• [Il compito] Modifica queste righe sostituendo ogni "rough mask" con "coarse mask" e lascia invariato tutto il resto.

• [Righe fornite]
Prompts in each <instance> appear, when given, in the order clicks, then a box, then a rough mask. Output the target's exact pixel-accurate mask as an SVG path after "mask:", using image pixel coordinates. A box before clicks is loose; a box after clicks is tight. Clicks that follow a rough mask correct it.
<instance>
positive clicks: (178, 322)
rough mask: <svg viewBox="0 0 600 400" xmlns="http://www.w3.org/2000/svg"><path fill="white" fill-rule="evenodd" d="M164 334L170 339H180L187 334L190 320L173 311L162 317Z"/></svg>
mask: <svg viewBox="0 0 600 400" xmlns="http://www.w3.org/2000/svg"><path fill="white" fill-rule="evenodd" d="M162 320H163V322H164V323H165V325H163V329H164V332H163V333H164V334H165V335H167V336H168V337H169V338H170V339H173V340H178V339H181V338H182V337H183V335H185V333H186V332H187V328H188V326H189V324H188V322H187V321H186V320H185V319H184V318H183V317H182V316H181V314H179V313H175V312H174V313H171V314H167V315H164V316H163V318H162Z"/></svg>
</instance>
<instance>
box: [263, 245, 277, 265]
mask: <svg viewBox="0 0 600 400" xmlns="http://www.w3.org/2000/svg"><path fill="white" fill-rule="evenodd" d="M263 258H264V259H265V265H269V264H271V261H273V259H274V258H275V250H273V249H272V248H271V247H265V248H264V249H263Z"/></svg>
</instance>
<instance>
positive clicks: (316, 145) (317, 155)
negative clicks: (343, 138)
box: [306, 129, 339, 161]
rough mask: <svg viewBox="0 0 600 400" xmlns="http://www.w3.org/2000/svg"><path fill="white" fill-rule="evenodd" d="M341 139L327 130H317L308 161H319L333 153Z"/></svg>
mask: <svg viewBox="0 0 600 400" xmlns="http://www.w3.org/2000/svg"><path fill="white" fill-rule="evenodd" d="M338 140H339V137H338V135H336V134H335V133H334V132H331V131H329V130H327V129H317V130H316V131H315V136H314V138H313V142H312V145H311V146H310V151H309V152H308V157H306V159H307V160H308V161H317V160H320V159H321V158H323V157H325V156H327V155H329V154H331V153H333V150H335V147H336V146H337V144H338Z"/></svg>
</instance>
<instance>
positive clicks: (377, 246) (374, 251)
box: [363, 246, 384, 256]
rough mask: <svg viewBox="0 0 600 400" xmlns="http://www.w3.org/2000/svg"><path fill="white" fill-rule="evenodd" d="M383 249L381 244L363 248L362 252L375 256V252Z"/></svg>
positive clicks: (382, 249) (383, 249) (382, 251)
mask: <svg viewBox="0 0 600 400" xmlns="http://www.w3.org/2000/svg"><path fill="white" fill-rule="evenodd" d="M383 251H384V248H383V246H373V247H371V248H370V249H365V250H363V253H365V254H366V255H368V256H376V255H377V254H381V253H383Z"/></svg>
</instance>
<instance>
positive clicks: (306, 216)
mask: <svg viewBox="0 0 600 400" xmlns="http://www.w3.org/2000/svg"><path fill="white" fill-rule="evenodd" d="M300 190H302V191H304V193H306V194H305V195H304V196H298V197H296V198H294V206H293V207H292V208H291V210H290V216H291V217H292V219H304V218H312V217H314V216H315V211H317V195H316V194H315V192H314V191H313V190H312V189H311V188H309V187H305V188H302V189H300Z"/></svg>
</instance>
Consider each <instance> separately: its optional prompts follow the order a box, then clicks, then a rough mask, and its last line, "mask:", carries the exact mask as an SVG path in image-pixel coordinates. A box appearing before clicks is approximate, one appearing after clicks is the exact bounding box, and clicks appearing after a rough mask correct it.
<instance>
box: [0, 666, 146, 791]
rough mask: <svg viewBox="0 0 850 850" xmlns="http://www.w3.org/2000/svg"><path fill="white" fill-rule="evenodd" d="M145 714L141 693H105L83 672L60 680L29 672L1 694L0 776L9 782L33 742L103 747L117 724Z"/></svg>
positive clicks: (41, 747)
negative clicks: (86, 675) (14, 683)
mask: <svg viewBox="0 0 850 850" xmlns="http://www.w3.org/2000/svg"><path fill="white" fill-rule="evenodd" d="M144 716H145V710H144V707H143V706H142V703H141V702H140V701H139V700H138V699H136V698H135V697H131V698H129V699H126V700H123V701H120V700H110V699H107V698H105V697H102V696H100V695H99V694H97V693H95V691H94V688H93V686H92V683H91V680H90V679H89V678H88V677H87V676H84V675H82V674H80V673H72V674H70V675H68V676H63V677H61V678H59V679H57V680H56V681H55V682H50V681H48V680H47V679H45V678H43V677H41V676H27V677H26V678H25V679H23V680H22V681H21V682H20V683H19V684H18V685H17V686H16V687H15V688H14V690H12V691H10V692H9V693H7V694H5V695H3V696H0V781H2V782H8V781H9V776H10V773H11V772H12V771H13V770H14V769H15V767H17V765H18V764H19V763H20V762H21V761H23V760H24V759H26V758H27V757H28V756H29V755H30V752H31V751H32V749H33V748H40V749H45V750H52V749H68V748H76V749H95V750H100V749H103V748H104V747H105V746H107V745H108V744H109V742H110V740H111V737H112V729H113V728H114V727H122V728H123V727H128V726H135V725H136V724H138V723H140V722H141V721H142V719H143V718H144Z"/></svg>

• [Soluzione del problema]
Prompts in each <instance> appear, when given, in the order clicks, then a box, then a coarse mask. Output the target's exact pixel-accurate mask as an SVG path after "mask:", using image pixel coordinates. A box before clicks is loose; a box after clicks is tight. Clicks that follow a coarse mask correct it.
<instance>
positive clicks: (178, 322)
coarse mask: <svg viewBox="0 0 600 400" xmlns="http://www.w3.org/2000/svg"><path fill="white" fill-rule="evenodd" d="M164 334L170 339H180L187 334L190 320L173 311L162 317Z"/></svg>
mask: <svg viewBox="0 0 600 400" xmlns="http://www.w3.org/2000/svg"><path fill="white" fill-rule="evenodd" d="M162 320H163V322H164V323H165V325H163V329H164V332H163V333H164V334H165V335H167V336H168V337H169V338H170V339H173V340H178V339H181V338H182V337H183V335H185V333H186V332H187V328H188V326H189V324H188V322H187V321H186V320H185V319H184V318H183V317H182V316H181V314H179V313H175V312H174V313H171V314H167V315H164V316H163V318H162Z"/></svg>
</instance>
<instance>
box: [263, 245, 277, 265]
mask: <svg viewBox="0 0 600 400" xmlns="http://www.w3.org/2000/svg"><path fill="white" fill-rule="evenodd" d="M263 258H264V259H265V265H269V264H271V261H273V259H274V258H275V250H273V249H272V248H271V247H265V248H264V249H263Z"/></svg>
</instance>
<instance>
positive clicks: (316, 145) (317, 155)
negative clicks: (343, 138)
box: [306, 129, 339, 161]
coarse mask: <svg viewBox="0 0 600 400" xmlns="http://www.w3.org/2000/svg"><path fill="white" fill-rule="evenodd" d="M341 139L327 130H317L308 161H319L333 153Z"/></svg>
mask: <svg viewBox="0 0 600 400" xmlns="http://www.w3.org/2000/svg"><path fill="white" fill-rule="evenodd" d="M338 140H339V137H338V135H336V134H335V133H334V132H331V131H329V130H327V129H317V130H316V131H315V136H314V138H313V142H312V145H311V146H310V151H309V152H308V157H306V159H307V160H308V161H317V160H320V159H321V158H323V157H325V156H327V155H329V154H331V153H333V150H335V147H336V146H337V144H338Z"/></svg>
</instance>
<instance>
positive clicks: (377, 246) (374, 251)
box: [363, 246, 384, 256]
coarse mask: <svg viewBox="0 0 600 400" xmlns="http://www.w3.org/2000/svg"><path fill="white" fill-rule="evenodd" d="M383 249L381 244L363 248L362 252L375 256V252Z"/></svg>
positive clicks: (382, 249) (383, 249) (382, 251)
mask: <svg viewBox="0 0 600 400" xmlns="http://www.w3.org/2000/svg"><path fill="white" fill-rule="evenodd" d="M383 251H384V248H383V246H373V247H371V248H370V249H365V250H363V253H365V254H366V255H368V256H376V255H377V254H381V253H383Z"/></svg>
</instance>
<instance>
positive clicks: (306, 216)
mask: <svg viewBox="0 0 600 400" xmlns="http://www.w3.org/2000/svg"><path fill="white" fill-rule="evenodd" d="M300 190H302V191H304V193H306V194H305V195H304V196H298V197H296V198H294V206H293V207H292V208H291V210H290V216H291V217H292V219H304V218H312V217H314V216H315V211H317V195H316V194H315V192H314V191H313V190H312V189H311V188H309V187H305V188H302V189H300Z"/></svg>
</instance>
Consider each <instance> separately: its optional prompts follow the order a box, then clicks, then a coarse mask, and its last line, "mask:", carries the exact mask as an SVG path in image-pixel coordinates. A box appearing before clicks is approximate, one appearing after clicks is the exact bounding box, and clicks appearing after a coarse mask correct it.
<instance>
box: [0, 666, 146, 791]
coarse mask: <svg viewBox="0 0 850 850" xmlns="http://www.w3.org/2000/svg"><path fill="white" fill-rule="evenodd" d="M145 714L141 693H105L83 672L60 680L29 672L1 694L0 776L9 782L33 742L103 747L117 724Z"/></svg>
positive clicks: (41, 747)
negative clicks: (86, 675) (14, 683)
mask: <svg viewBox="0 0 850 850" xmlns="http://www.w3.org/2000/svg"><path fill="white" fill-rule="evenodd" d="M144 716H145V710H144V707H143V706H142V703H141V702H140V701H139V700H138V699H136V698H135V697H131V698H129V699H126V700H123V701H120V700H110V699H107V698H105V697H102V696H100V695H99V694H97V693H95V691H94V688H93V686H92V683H91V680H90V679H89V678H88V677H87V676H84V675H82V674H80V673H72V674H70V675H68V676H63V677H61V678H59V679H57V680H56V681H55V682H50V681H48V680H47V679H45V678H43V677H41V676H27V677H26V678H25V679H23V680H22V681H21V682H20V683H19V684H18V685H17V686H16V687H15V688H14V690H12V691H10V692H9V693H7V694H5V695H3V696H0V781H2V782H8V781H9V776H10V773H11V772H12V771H13V770H14V769H15V767H17V765H18V764H19V763H20V762H21V761H23V760H24V759H26V758H27V757H28V756H29V755H30V752H31V751H32V749H33V748H40V749H45V750H52V749H68V748H76V749H95V750H100V749H103V748H104V747H105V746H107V745H108V744H109V742H110V740H111V737H112V729H113V728H114V727H122V728H123V727H128V726H135V725H136V724H138V723H140V722H141V721H142V719H143V718H144Z"/></svg>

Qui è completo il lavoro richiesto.